I see Dan. I didn't think about the OH- at higher pH when I looked at EDTA pKa (at most 2.69 for the acid tails) which is definitely lower than any aquarium water to guarantee a good EDTA-Fe binding. The ScienceDirect article explained it well when EDTA-Fe complexes dissociate from neutral pH (7.0) and higher due to the competition of more available OH- in the water, and then form iron hydroxide. Iron hydroxide can be oxidized further and precipitates into color orange.

http://www.chemguide.co.uk/inorganic/transition/iron.html (colours of iron hydroxide)
http://en.wikipedia.org/wiki/EDTA (EDTA properties)

So Adechazal, if your pH is within the range as shown in Tom's graph where the curve drops rapidly, and with heavy dosing of CSM+B, I think the orange residue of iron hydroxide is what you would see.



> But if that bond is too strong we even titrate Fe out of solution, yeah?


Wet, Yes. But slowly so as to hold Fe hostage, and to render Fe not become quite reactive for a while. Eventually the strong bonds b/w EDTA-Fe break down (i.e. degradation of the acid under light, EDTA-Fe dissociation constant rises at pH 7 or higher), then Fe is released and becomes free for plants to use.


----------



## adechazal (Nov 12, 2008)

Goldier, I'll bet you're right about the iron hydroxide (basically rust right?) My pH is just above 7 before CO2 turns on and just under at the end of the day so I'm in that steep curve range that Tom's post depicted.

I can't imagine that iron hydroxide is useable by the plants so my non-chemically based thinking suggests it's simply going to waste e.g. that .25ppm I'm supposed to be getting by dosing 1/2tsp is going to be something less than that, perhaps much less? I have no idea. Seems like picking up some DTPA from GLA might make for a good experiment.

Wet: thanks for the refugium idea for the sump, hadn't thought of that but for now I'll just try to keep one set of plants alive.

And thanks Philosophos and Goldie for answering the question about aquariumfertilizer.com's EDTA chelated Fe.
You people are out of control! In a good way. Thanks so much for the help.

* [WRITTEN EXERCISE A]:
From the forum thread on EDTA-chelated iron, repeat the passage from "I see Dan. I" up to and including "you would see.".
* [WRITTEN EXERCISE B]:
In the forum thread on EDTA-chelated iron, list every name the posts use to address or mention a person, spelled as the posts spell it.

* [PROVIDED INFORMATION]:
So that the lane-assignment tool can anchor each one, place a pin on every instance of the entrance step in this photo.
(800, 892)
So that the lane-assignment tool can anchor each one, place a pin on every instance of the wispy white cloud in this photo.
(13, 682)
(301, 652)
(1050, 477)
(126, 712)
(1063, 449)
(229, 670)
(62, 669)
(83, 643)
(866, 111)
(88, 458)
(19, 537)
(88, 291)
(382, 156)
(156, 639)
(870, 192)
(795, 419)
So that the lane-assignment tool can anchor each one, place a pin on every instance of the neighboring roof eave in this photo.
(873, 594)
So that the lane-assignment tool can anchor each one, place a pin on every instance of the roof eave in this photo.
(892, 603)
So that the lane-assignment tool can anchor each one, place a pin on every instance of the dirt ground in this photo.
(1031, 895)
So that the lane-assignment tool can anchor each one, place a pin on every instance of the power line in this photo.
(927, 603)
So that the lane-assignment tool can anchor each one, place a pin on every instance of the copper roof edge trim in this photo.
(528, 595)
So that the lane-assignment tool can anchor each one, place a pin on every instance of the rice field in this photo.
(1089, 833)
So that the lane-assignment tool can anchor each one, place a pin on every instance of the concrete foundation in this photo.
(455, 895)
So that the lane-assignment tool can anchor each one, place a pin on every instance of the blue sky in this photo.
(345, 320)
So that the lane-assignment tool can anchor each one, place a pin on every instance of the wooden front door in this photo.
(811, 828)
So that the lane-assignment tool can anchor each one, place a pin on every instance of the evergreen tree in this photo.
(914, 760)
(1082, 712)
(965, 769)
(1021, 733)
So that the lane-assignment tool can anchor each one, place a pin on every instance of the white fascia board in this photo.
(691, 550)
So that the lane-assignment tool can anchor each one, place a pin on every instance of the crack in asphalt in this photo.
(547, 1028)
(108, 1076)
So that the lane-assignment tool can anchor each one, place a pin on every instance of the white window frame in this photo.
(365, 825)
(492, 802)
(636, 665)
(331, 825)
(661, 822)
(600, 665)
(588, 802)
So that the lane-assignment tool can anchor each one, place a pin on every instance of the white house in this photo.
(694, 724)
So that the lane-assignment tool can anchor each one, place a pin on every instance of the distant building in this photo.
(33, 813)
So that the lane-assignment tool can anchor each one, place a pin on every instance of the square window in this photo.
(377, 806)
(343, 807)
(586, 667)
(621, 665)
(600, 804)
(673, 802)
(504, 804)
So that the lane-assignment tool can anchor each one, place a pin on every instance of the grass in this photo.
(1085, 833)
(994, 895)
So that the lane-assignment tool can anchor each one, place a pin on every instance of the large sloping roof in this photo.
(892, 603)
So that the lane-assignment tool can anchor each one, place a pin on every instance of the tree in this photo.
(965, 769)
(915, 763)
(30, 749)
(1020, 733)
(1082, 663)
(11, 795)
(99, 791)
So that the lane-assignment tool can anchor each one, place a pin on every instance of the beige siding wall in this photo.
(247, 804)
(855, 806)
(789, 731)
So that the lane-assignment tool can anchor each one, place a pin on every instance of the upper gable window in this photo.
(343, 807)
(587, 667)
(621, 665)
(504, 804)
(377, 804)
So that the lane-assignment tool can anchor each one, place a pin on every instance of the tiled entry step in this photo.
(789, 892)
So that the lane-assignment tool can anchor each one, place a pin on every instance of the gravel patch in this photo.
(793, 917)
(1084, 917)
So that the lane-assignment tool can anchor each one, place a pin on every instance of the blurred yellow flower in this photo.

* [TASK RESPONSE A]:
I see Dan. I didn't think about the OH- at higher pH when I looked at EDTA pKa (at most 2.69 for the acid tails) which is definitely lower than any aquarium water to guarantee a good EDTA-Fe binding. The ScienceDirect article explained it well when EDTA-Fe complexes dissociate from neutral pH (7.0) and higher due to the competition of more available OH- in the water, and then form iron hydroxide. Iron hydroxide can be oxidized further and precipitates into color orange.

http://www.chemguide.co.uk/inorganic/transition/iron.html (colours of iron hydroxide)
http://en.wikipedia.org/wiki/EDTA (EDTA properties)

So Adechazal, if your pH is within the range as shown in Tom's graph where the curve drops rapidly, and with heavy dosing of CSM+B, I think the orange residue of iron hydroxide is what you would see.

* [TASK RESPONSE B]:
Dan, Adechazal, Tom, Wet, Goldier, Philosophos, Goldie